◆ Source passage
§
The Colorado Gambit Crushed

The Supreme Court unanimously nixed the clever scheme to keep Donald Trump off the Colorado ballot. The court explained its actions in the second paragraph of its anonymously written March 4th ruling: “Because the Constitution makes Congress, rather than the States, responsible for enforcing Section 3 against federal officeholders and candidates, we reverse.”

That’s it. The 14th Amendment, which the Colorado gambit relied upon, does make Congress the instrument for preventing “an insurrectionist” from serving in office.

So Colorado’s ploy to rig the 2024 election out in the open has been stopped. And good thing, too, since the political repercussions could have been . . . harrowing. 

A lot of commentary and reporting on the ruling has been devoted to pushing what was not covered. Take the CNN article by John Fritz and Marshall Cohen, “Trump’s on the ballot, but the Supreme Court left key constitutional questions unanswered.” It is hard not to interpret such headlines as providing excuses to partisan Democrats — in this case those at CNN — who had put so much hope in Colorado’s (and other states’) taking of the Trump matter into their own hands.
§
◆ Dataset entries
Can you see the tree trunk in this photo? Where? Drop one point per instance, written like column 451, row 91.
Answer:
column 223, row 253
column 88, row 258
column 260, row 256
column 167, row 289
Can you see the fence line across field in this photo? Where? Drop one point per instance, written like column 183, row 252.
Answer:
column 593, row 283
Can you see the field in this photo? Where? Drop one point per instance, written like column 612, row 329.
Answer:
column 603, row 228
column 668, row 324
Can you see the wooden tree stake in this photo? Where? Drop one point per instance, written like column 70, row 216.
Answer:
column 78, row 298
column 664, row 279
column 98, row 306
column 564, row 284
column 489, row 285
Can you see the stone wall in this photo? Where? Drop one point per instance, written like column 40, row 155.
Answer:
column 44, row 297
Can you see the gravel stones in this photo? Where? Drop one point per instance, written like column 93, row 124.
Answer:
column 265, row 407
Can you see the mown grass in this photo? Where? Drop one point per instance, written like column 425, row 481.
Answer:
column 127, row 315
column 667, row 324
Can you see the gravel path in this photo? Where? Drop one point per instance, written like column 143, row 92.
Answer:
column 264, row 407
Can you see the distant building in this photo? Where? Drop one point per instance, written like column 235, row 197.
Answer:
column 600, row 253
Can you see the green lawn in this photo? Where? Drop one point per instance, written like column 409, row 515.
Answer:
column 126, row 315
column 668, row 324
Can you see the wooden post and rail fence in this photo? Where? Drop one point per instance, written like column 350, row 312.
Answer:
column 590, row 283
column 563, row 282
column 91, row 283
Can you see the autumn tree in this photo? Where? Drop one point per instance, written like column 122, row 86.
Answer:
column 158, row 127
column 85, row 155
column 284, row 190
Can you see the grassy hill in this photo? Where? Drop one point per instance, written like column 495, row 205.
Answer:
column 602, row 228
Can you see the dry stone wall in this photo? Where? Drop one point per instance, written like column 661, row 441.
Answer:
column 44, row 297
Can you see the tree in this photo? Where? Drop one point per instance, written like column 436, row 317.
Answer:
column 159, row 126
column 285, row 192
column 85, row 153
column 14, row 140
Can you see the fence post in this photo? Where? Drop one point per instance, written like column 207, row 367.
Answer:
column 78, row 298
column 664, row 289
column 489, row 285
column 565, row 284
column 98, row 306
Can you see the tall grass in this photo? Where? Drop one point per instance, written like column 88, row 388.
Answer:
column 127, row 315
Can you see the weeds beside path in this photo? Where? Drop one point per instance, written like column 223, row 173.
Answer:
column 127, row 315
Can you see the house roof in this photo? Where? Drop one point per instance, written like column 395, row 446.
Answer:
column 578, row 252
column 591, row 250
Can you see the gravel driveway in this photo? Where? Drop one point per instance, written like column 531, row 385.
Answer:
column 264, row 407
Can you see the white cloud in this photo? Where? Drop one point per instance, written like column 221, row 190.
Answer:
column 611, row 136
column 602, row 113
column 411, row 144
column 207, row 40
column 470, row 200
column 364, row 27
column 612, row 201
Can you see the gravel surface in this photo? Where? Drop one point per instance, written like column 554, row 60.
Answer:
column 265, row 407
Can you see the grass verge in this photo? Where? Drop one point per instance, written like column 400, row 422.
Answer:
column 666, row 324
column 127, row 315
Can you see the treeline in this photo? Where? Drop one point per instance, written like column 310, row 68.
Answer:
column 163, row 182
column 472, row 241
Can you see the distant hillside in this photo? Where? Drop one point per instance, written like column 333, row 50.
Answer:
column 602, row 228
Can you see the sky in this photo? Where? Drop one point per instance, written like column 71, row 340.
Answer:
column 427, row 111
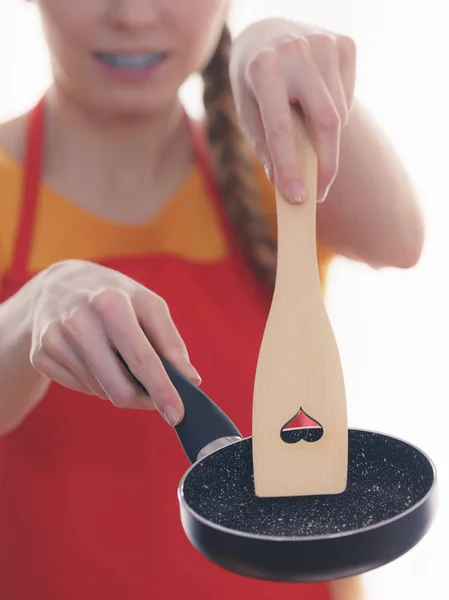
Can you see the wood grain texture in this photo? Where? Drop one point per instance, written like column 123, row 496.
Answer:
column 299, row 364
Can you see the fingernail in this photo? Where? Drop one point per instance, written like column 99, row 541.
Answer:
column 322, row 194
column 170, row 414
column 268, row 172
column 296, row 192
column 192, row 373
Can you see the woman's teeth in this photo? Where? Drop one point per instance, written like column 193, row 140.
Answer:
column 130, row 61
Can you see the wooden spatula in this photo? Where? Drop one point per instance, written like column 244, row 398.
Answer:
column 299, row 365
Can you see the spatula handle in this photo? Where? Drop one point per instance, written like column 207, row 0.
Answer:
column 299, row 365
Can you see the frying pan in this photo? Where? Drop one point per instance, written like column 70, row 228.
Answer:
column 386, row 509
column 350, row 501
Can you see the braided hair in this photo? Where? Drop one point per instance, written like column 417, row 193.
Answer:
column 233, row 165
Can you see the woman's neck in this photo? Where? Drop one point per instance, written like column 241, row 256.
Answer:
column 120, row 168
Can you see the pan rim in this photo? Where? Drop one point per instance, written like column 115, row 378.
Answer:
column 310, row 538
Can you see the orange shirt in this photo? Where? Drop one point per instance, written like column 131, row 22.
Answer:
column 88, row 505
column 187, row 225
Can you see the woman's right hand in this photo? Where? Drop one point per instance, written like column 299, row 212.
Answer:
column 83, row 313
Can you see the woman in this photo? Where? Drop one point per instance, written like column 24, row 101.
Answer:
column 120, row 230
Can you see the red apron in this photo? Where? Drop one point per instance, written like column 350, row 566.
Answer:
column 88, row 504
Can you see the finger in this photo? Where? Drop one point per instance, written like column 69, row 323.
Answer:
column 122, row 328
column 347, row 52
column 49, row 367
column 84, row 331
column 252, row 124
column 309, row 89
column 55, row 345
column 326, row 55
column 153, row 315
column 270, row 93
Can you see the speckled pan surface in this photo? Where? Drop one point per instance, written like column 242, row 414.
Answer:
column 387, row 477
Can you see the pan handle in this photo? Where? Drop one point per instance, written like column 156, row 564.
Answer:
column 204, row 423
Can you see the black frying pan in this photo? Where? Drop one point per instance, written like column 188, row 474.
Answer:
column 386, row 509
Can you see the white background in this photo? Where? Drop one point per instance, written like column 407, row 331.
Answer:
column 392, row 326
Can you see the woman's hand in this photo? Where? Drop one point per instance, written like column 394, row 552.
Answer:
column 83, row 313
column 276, row 62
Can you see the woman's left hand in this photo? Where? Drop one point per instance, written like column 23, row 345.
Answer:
column 275, row 63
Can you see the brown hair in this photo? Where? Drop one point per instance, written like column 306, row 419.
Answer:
column 234, row 167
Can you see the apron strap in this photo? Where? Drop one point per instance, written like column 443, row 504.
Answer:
column 32, row 176
column 202, row 154
column 30, row 190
§
◆ Problems to work on
**a)** In the Colorado ballot passage, what date was the Supreme Court's ruling issued?
**b)** Repeat the stretch of the Colorado ballot passage from "The Supreme Court unanimously" through "been . . . harrowing.".

◆ Responses by task
**a)** March 4th

**b)**
The Supreme Court unanimously nixed the clever scheme to keep Donald Trump off the Colorado ballot. The court explained its actions in the second paragraph of its anonymously written March 4th ruling: “Because the Constitution makes Congress, rather than the States, responsible for enforcing Section 3 against federal officeholders and candidates, we reverse.”

That’s it. The 14th Amendment, which the Colorado gambit relied upon, does make Congress the instrument for preventing “an insurrectionist” from serving in office.

So Colorado’s ploy to rig the 2024 election out in the open has been stopped. And good thing, too, since the political repercussions could have been . . . harrowing.